* TO DO:
Render the records from the line containing "on wall in this picture." through the line containing "[809,129,1024,395]" as a Markdown table with the columns Row and Line. Put each line in its own row with its row number, and leave out any blank lines.

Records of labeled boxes
○ ○ ○ ○ ○ ○ ○
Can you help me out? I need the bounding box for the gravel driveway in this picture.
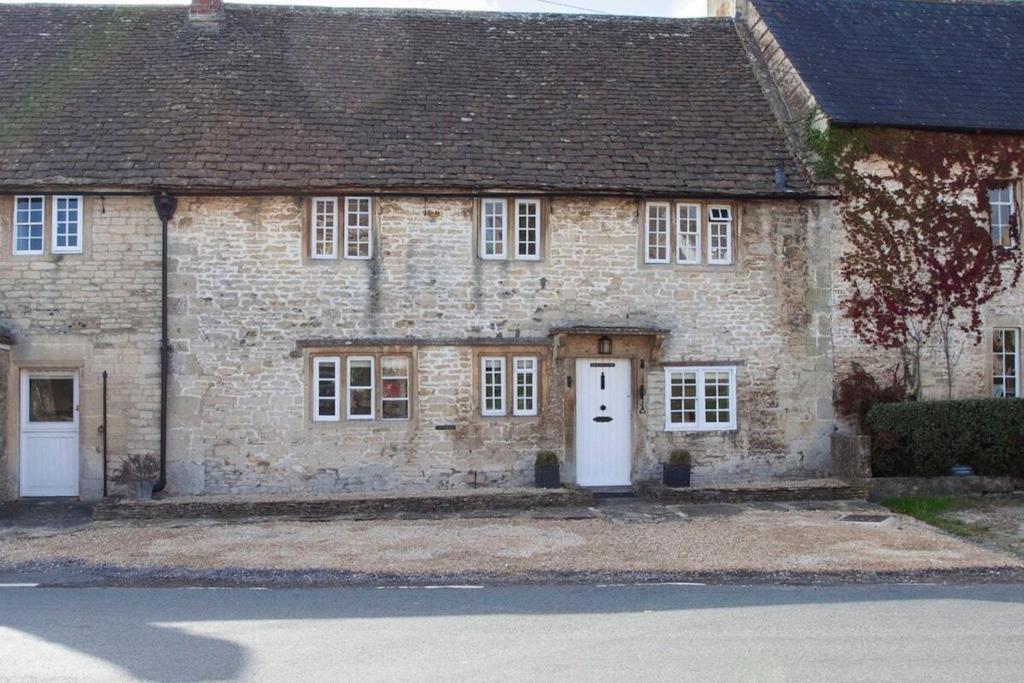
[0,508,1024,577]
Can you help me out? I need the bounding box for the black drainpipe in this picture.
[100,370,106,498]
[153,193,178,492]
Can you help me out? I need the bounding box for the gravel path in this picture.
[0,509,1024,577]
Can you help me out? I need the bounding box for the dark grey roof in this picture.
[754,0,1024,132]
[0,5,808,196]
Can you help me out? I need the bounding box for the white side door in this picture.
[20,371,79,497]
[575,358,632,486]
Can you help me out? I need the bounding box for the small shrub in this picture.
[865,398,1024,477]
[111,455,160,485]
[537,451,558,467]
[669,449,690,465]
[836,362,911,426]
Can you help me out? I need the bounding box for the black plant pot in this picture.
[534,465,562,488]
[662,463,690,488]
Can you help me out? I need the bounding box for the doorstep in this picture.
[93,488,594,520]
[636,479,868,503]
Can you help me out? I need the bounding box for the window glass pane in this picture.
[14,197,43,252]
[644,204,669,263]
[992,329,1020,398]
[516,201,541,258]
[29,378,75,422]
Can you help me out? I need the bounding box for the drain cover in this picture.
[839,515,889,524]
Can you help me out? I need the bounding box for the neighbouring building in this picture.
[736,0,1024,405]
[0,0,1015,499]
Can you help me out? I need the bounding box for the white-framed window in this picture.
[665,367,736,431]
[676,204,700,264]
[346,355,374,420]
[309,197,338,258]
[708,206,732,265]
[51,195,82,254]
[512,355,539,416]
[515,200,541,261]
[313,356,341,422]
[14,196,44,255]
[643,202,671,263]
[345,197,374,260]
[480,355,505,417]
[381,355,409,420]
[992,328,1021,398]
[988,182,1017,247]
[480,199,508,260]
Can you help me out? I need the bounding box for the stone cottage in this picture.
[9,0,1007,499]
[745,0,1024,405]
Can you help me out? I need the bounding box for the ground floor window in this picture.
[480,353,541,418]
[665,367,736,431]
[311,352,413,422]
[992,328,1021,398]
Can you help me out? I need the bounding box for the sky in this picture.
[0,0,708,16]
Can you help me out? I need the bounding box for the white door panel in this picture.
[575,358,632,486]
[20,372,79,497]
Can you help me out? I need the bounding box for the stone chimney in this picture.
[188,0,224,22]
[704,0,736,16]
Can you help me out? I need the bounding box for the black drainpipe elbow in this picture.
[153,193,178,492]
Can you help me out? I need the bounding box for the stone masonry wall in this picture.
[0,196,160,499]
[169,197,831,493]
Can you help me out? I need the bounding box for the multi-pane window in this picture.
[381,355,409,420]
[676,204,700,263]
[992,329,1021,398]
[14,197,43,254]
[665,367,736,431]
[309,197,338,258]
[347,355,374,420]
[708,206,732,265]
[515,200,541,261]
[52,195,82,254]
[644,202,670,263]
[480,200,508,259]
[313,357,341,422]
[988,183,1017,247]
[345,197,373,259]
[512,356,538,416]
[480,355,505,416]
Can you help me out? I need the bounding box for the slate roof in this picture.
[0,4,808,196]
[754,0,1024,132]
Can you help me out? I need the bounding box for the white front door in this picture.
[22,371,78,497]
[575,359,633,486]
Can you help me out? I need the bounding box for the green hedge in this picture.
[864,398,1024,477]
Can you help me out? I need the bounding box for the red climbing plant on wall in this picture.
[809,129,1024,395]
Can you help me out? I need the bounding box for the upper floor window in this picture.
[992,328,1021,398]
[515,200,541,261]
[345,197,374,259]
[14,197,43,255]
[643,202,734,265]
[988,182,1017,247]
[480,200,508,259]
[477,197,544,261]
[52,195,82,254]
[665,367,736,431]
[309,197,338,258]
○ ○ ○ ○ ○ ○ ○
* EXERCISE SOLUTION:
| Row | Line |
|---|---|
| 1 | Can you help me out? I need the bounding box for the red climbing plant on wall in this picture. |
| 2 | [809,129,1024,395] |